Aim:
Report only how many lines in the records below contain the string "Query". Treat uppercase and lowercase letters as different.

Data entries:
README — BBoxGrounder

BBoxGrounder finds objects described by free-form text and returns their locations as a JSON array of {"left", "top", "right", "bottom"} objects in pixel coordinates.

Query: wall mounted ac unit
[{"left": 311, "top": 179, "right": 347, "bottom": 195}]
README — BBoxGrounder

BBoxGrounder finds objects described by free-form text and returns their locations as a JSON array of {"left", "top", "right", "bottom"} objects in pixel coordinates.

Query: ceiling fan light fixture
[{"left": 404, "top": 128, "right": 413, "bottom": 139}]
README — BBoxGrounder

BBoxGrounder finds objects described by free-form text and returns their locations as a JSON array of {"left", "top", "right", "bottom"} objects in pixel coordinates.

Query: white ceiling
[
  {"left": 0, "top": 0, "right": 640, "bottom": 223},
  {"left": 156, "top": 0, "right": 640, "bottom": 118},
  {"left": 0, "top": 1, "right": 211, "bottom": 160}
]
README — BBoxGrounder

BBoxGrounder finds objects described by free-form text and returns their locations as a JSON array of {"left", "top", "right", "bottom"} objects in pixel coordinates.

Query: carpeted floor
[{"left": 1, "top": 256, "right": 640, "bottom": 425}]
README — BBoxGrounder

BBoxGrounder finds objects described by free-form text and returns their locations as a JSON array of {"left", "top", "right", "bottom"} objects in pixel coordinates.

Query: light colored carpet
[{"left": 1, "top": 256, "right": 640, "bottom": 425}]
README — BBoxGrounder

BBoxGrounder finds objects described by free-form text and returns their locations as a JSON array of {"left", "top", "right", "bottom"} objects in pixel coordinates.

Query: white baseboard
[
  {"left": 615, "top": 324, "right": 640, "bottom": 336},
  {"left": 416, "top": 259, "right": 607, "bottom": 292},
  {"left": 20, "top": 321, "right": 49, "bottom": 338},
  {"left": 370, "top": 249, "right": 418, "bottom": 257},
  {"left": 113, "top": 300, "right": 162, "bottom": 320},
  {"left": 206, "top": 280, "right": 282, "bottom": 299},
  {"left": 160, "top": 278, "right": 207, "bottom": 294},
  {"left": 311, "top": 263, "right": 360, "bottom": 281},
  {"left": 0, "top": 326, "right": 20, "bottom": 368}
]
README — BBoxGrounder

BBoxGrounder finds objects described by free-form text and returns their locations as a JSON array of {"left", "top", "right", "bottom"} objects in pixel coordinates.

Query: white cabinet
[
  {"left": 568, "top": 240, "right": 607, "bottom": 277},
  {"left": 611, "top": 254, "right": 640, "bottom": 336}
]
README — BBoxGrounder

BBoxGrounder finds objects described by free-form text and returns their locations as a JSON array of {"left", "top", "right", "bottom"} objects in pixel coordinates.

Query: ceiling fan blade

Expected answer:
8